Begin Available data
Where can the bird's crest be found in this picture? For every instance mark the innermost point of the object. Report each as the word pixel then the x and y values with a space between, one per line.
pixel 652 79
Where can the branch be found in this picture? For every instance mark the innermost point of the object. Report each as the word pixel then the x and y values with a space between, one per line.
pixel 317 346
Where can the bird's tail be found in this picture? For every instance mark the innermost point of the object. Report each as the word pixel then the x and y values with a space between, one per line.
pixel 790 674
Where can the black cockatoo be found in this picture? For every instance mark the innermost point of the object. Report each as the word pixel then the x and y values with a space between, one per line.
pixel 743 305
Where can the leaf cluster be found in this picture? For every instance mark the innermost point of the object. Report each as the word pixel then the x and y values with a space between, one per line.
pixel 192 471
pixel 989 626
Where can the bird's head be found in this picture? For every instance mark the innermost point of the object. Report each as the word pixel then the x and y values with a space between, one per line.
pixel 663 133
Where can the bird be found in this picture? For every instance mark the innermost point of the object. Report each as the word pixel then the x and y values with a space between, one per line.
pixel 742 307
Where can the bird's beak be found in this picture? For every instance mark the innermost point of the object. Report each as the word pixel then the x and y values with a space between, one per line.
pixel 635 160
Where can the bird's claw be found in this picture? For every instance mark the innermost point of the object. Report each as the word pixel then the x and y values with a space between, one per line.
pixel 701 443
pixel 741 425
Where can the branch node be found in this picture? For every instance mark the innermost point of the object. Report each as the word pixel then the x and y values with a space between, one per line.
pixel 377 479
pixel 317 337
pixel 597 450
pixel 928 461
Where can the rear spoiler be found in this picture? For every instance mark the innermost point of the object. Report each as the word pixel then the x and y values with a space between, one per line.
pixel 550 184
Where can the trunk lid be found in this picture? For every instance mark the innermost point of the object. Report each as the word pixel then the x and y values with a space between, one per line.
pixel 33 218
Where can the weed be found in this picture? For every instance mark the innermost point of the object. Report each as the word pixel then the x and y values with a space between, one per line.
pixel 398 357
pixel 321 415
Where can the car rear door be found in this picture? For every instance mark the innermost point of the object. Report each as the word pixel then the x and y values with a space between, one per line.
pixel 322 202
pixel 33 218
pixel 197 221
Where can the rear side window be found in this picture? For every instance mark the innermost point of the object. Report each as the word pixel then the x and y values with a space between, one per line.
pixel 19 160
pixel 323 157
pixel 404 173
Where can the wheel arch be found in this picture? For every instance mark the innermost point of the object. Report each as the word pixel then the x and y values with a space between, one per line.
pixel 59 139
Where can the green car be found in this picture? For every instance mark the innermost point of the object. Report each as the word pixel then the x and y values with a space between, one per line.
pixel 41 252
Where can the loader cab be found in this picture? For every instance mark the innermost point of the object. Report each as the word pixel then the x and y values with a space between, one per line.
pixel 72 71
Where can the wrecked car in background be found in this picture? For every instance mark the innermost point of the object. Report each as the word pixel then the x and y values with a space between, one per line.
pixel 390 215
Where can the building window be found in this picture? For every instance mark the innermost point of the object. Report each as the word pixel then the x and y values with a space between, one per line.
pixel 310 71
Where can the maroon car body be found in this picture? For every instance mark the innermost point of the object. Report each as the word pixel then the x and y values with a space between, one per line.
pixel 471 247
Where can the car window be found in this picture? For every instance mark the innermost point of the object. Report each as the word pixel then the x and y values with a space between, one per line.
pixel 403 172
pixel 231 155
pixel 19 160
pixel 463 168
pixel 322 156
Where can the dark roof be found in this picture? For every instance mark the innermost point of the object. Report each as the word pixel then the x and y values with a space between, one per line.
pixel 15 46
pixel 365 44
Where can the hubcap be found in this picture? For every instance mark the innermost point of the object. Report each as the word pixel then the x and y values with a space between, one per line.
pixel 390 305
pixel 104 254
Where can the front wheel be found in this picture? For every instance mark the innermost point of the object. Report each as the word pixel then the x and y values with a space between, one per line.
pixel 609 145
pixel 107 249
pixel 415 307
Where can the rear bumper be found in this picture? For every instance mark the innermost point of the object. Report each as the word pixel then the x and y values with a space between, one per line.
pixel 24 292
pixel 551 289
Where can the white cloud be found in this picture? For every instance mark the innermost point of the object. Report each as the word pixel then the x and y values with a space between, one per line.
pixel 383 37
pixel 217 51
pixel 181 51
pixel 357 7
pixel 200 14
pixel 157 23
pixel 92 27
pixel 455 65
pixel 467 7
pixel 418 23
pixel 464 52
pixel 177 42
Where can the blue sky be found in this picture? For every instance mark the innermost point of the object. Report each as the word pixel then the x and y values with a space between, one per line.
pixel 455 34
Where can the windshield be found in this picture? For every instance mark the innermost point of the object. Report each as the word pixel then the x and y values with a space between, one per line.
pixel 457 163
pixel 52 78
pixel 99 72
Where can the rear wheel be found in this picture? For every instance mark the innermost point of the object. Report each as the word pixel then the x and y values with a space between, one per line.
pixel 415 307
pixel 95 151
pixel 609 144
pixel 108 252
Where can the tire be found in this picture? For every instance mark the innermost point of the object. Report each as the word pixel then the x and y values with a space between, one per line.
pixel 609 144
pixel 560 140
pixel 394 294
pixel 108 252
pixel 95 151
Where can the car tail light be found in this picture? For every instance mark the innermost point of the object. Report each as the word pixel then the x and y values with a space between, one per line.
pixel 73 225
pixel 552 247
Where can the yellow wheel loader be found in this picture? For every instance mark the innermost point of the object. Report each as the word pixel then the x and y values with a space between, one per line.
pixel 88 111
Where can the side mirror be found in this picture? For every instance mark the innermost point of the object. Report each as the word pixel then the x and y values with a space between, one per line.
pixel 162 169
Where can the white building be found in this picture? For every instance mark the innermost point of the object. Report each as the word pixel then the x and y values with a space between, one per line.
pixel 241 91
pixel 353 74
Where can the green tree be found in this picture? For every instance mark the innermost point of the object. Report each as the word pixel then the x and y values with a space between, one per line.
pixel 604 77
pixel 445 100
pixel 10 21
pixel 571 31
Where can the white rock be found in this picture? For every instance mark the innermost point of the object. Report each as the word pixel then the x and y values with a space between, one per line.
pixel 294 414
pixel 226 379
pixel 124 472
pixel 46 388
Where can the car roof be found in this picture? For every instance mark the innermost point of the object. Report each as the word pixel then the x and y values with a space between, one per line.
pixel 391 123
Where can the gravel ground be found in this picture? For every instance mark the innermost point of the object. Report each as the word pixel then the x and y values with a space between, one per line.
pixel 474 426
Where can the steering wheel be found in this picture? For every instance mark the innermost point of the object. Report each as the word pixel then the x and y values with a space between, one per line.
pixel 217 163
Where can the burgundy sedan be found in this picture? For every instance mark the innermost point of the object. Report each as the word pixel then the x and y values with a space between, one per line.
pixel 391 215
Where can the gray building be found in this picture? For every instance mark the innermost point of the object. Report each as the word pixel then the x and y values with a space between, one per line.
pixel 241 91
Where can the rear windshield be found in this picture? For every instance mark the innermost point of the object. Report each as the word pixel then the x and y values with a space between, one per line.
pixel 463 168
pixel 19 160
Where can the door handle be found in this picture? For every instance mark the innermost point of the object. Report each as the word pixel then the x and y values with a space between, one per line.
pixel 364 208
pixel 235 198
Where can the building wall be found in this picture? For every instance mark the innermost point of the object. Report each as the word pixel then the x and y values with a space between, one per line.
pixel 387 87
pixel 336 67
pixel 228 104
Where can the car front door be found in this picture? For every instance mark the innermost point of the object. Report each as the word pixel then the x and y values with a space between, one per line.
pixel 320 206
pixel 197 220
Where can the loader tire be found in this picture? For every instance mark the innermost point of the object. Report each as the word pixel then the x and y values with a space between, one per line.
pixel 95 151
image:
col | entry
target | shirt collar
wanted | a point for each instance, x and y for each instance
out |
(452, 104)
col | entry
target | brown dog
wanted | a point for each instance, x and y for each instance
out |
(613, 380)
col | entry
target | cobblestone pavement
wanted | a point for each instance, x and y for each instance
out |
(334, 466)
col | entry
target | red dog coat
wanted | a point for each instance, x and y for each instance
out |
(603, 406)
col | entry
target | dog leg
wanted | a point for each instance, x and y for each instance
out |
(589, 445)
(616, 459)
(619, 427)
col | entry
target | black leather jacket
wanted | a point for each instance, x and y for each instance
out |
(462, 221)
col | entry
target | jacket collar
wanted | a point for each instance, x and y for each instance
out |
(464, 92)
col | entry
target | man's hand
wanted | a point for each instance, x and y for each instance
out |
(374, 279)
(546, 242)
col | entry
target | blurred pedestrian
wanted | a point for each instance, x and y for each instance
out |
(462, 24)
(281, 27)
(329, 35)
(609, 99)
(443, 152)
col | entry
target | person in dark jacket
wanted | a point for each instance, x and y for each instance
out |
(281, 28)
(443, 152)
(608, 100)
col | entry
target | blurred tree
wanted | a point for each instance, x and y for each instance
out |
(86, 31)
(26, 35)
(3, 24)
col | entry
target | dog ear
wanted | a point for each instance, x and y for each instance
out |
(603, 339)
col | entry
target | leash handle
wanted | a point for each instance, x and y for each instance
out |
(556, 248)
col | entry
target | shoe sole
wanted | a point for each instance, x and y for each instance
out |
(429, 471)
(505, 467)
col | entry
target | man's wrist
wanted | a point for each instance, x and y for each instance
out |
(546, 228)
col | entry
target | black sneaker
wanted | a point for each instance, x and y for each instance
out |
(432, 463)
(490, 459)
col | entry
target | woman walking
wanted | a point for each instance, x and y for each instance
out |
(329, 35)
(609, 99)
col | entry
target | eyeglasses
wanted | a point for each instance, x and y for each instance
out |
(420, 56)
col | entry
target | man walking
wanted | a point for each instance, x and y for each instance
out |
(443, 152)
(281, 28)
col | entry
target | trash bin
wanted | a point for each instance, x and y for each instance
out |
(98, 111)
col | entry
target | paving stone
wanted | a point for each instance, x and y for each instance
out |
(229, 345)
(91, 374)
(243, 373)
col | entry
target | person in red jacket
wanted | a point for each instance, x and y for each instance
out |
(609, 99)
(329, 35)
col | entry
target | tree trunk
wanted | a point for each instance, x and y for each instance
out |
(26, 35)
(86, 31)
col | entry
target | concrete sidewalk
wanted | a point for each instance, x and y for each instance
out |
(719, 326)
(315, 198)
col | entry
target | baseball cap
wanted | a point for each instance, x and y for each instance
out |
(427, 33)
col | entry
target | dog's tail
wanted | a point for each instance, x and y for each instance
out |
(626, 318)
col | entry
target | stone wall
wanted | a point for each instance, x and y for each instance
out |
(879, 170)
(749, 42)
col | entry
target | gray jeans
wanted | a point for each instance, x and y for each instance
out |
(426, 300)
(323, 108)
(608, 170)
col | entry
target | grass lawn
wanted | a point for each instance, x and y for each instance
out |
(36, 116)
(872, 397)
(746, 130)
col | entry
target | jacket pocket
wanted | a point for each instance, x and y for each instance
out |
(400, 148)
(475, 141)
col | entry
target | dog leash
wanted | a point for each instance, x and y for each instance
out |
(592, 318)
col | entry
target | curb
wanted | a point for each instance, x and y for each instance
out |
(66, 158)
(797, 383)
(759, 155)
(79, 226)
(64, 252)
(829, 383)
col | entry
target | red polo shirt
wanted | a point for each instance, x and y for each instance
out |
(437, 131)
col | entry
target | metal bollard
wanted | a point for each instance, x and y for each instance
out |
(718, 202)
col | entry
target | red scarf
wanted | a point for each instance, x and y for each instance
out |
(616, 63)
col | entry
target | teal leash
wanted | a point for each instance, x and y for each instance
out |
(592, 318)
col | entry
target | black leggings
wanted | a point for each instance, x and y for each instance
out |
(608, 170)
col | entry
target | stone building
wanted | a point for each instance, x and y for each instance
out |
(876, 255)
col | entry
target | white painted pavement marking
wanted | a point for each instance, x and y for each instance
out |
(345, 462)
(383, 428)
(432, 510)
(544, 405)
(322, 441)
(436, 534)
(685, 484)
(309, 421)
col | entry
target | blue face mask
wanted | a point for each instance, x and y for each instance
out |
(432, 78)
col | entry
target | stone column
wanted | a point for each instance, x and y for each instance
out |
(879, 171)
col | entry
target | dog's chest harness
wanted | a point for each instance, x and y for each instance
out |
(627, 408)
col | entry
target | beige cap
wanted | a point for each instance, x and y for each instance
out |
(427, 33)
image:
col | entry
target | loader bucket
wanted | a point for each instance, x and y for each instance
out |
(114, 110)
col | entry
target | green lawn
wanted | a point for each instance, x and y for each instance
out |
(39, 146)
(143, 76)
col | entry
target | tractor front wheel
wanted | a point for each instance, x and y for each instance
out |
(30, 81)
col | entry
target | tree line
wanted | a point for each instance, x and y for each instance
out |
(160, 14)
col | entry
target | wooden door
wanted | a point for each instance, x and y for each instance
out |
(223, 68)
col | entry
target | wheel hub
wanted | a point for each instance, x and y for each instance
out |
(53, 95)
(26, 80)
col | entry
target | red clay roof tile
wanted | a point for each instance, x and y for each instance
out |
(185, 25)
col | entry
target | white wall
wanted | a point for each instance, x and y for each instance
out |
End Available data
Brief: Please give the lines from the one with "Where can the loader cab" to the one with "pixel 72 71", both included, as a numbered list, leaving out any blank lines.

Answer in full:
1. Where can the loader cab be found in this picture? For every instance mark the innermost point of the object. Report each as the word pixel then the x and y values with a space between, one per line.
2. pixel 72 71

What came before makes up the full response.